● **WHAT YOU WILL DO**: Format every line of the material below as a single JSON list of strings, one string per line, leaving out any blank lines.

------------------------------------

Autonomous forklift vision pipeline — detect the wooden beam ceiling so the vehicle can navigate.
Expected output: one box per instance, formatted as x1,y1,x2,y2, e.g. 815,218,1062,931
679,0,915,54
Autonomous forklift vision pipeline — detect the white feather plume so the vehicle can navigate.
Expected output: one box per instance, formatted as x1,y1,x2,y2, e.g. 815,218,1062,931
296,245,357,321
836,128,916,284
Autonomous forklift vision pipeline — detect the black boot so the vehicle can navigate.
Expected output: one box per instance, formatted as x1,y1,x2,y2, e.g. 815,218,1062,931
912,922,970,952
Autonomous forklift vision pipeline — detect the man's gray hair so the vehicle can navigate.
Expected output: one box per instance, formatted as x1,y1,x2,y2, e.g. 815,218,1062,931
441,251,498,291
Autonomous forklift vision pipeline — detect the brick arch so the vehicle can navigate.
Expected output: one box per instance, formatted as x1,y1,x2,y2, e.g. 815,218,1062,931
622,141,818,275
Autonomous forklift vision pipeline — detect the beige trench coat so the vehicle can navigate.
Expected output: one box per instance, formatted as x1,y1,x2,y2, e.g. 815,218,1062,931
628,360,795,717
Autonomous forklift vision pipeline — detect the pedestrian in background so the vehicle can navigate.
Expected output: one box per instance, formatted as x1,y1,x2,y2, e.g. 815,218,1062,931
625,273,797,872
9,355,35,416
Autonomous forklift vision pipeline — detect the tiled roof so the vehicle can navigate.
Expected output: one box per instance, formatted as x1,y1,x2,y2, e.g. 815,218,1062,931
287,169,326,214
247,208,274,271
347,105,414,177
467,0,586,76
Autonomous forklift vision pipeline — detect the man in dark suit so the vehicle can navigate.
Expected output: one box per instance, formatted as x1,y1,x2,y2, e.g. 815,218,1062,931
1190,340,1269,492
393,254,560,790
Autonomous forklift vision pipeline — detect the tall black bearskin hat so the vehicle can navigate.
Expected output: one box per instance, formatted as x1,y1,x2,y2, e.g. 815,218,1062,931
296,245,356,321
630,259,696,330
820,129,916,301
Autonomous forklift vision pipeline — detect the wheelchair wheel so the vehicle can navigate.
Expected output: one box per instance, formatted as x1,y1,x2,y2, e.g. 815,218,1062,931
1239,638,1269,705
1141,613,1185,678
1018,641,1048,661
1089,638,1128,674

------------------------------------

● **EXERCISE OUTPUT**:
[
  "Autonomous forklift vision pipeline — detect the wooden beam ceiling so the vehicle can navigate.",
  "Expected output: one box per instance, formatted as x1,y1,x2,y2, e.g. 815,218,1062,931",
  "679,0,915,54",
  "Autonomous forklift vision pipeline — detect the white feather plume so the vehicle can navigate.",
  "Expected output: one box per instance, formatted as x1,y1,x2,y2, e.g. 815,218,1062,931",
  "296,245,357,321",
  "836,128,916,284",
  "Autonomous forklift vision pipeline — detect the black boot so the vehicle can navigate.",
  "Expected output: one box per instance, formatted as x1,y1,x2,y2, e.g. 815,218,1062,931",
  "912,922,970,952",
  "Autonomous forklift vision pipeline — detect the man's gray hair so the vehicle can navigate.",
  "Expected output: one box per instance, formatted as x1,y1,x2,y2, e.g. 815,218,1062,931",
  "441,251,498,291",
  "Autonomous forklift vision pipeline — detect the brick arch so the vehicle can navigate.",
  "Expected output: one box per instance, formatted as x1,y1,x2,y2, e.g. 815,218,1062,931",
  "622,141,818,275",
  "Autonomous forklift vision pipeline — detect the beige trench coat so the vehicle can navigate.",
  "Expected output: one box per instance, formatted as x1,y1,x2,y2, e.g. 815,218,1062,931",
  "628,360,795,717",
  "Autonomous forklift vision pipeline — detect the pedestrian in background so the vehicle can navigate.",
  "Expected output: one box per instance, formatted as x1,y1,x2,y2, e.g. 815,218,1062,931",
  "625,273,797,872",
  "9,355,35,416",
  "Autonomous forklift vision pipeline — detect the tiled roof so the vehicle can navigate.",
  "Expected output: one box per instance, formatted as x1,y1,x2,y2, e.g. 815,218,1062,931",
  "287,169,326,214",
  "247,208,274,271",
  "347,105,414,177",
  "467,0,586,76",
  "Autonomous forklift vision pipeline — detect the man in dark suit so the vehicle can navigate.",
  "Expected output: one box per instance, formatted as x1,y1,x2,y2, e.g. 815,218,1062,931",
  "1190,340,1269,492",
  "393,254,560,790",
  "Autonomous forklift vision pipeline — detect the tall black bearskin hat so the vehicle can navigate.",
  "Expected output: one box per instance, formatted as x1,y1,x2,y2, e.g. 815,218,1062,931",
  "296,245,356,321",
  "630,259,696,330",
  "820,129,916,301",
  "Autonomous forklift vision pipeline — detect the wheelchair wheel so the vehicle can navigate.",
  "Expected output: one box per instance, formatted as x1,y1,x2,y2, e.g. 815,218,1062,931",
  "1239,638,1269,705",
  "1141,613,1185,678",
  "1018,641,1048,661",
  "1089,638,1128,674"
]